Reproduce all of the material exactly as shown.

>> begin Dataset extract

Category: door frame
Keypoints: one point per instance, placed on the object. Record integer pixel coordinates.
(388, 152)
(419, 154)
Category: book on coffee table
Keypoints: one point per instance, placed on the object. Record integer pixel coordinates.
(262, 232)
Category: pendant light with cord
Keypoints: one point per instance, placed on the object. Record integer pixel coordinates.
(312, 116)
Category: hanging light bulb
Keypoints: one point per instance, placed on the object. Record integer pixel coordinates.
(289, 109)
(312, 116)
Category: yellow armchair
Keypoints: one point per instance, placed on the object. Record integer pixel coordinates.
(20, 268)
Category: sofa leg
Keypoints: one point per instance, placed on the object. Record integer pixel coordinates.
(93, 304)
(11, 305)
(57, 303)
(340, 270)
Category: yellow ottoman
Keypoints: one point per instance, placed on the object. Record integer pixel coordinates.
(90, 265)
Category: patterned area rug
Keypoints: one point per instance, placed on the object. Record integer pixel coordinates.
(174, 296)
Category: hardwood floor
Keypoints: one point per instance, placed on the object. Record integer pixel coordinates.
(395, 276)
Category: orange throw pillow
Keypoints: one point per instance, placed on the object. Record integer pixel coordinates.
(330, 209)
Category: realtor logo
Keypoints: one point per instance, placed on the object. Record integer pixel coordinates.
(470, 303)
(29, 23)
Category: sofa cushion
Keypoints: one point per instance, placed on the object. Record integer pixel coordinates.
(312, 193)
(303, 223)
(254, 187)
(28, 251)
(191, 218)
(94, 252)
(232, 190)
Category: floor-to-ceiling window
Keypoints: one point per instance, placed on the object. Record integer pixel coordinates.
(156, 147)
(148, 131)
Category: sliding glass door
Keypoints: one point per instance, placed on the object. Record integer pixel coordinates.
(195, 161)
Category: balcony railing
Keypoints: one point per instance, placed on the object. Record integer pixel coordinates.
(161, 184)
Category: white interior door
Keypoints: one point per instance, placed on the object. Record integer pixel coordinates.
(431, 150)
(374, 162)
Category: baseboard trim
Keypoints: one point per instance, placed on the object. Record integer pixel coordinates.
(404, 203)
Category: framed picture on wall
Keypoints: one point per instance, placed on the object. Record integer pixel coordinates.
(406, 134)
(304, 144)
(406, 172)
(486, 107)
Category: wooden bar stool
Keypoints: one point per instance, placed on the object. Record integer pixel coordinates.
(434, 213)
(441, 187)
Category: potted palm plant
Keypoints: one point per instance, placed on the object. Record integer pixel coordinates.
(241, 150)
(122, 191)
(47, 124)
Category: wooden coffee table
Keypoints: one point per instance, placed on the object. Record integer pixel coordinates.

>> end Dataset extract

Output:
Category: door frame
Keypoints: one point per instance, placed on the object. Record integer pixel coordinates.
(388, 152)
(419, 154)
Category: book on coffee table
Keypoints: one point per instance, placed on the object. Record integer pixel coordinates.
(262, 232)
Category: pendant light with cord
Keypoints: one point per instance, placed on the object. Record integer pixel coordinates.
(312, 116)
Category: hanging light bulb
Keypoints: one point per instance, placed on the object. Record integer pixel coordinates.
(289, 109)
(312, 116)
Category: yellow armchair
Keypoints: one point per instance, placed on the object. Record integer pixel coordinates.
(20, 268)
Category: sofa leg
Keypoints: one point per instance, placed on the object. Record integer pixel coordinates.
(93, 304)
(11, 305)
(57, 303)
(340, 270)
Category: yellow ottoman
Keypoints: one point per instance, placed on the object. Record integer pixel coordinates.
(90, 265)
Category: patterned area rug
Keypoints: one point per instance, placed on the object. Record integer pixel coordinates.
(174, 296)
Category: hardwood floor
Keypoints: one point per instance, placed on the object. Record integer pixel coordinates.
(395, 276)
Category: orange throw pillow
Keypoints: one point per instance, placed on the object. Record integer pixel coordinates.
(330, 209)
Category: realtor logo
Keypoints: one point per instance, placed on the object. Record integer pixel coordinates.
(470, 303)
(29, 23)
Category: sofa cushion
Keypoints: one point per instance, placed on the object. Record integer pixel coordinates.
(312, 193)
(303, 223)
(254, 187)
(28, 251)
(191, 218)
(94, 252)
(232, 190)
Category: floor-to-ceiling window
Keypoints: one point per instance, placed on the object. Record integer pixel coordinates.
(156, 147)
(148, 131)
Category: sliding glass door
Keypoints: one point per instance, placed on the object. Record integer pixel coordinates.
(195, 161)
Category: balcony railing
Keypoints: one point per instance, placed on the object. Record integer pixel coordinates.
(161, 184)
Category: white interior door
Keypoints: one point per instance, placed on the object. Record integer pixel coordinates.
(431, 150)
(374, 162)
Category: baseboard trim
Keypoints: one point per instance, placed on the object. Record integer pixel coordinates.
(404, 203)
Category: framed picture on wall
Keypoints: one point per instance, placed on the object. Record integer pixel coordinates.
(406, 134)
(304, 144)
(406, 172)
(486, 107)
Category: wooden bar stool
Keypoints: one point per instance, placed on the object. Record integer pixel coordinates.
(434, 213)
(441, 187)
Category: potted palm plant
Keypoints: one point per instance, placed on the object. Record integer pixel coordinates.
(241, 150)
(122, 191)
(47, 124)
Category: wooden coffee table
Keypoints: one point per instance, placed on the object. Record integer pixel coordinates.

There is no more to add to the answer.